*The problem:* Reproduce word for word the lines of the items below, starting at the line that contains "Task: set a pin on each instance of the black" and ending at the line that contains "point(98, 244)", both included.
++++++
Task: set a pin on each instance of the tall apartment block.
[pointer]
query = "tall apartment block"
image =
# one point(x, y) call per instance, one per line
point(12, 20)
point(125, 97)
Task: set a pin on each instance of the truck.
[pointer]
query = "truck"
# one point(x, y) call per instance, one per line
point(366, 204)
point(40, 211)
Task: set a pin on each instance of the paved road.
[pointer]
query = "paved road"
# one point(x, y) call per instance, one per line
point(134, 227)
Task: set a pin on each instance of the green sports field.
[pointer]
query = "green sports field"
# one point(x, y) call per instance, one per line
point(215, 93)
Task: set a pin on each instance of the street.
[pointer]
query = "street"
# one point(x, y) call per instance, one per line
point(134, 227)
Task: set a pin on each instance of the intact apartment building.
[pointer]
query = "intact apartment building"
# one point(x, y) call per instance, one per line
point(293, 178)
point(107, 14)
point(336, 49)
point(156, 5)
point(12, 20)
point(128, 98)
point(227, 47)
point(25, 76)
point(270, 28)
++++++
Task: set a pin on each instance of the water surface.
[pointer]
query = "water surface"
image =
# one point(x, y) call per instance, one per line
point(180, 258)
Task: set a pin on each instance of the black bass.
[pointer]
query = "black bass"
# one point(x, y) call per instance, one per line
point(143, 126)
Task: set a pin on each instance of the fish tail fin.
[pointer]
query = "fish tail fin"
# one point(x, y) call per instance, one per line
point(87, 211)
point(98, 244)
++++++
*In response:*
Task: set a pin on each instance of the black bass.
[pointer]
query = "black bass"
# one point(x, y) call per instance, one per line
point(143, 126)
Task: set a pin on each instance of the fish tail fin.
[pointer]
query = "fish tail fin"
# one point(x, y) call per instance, one per line
point(87, 211)
point(98, 244)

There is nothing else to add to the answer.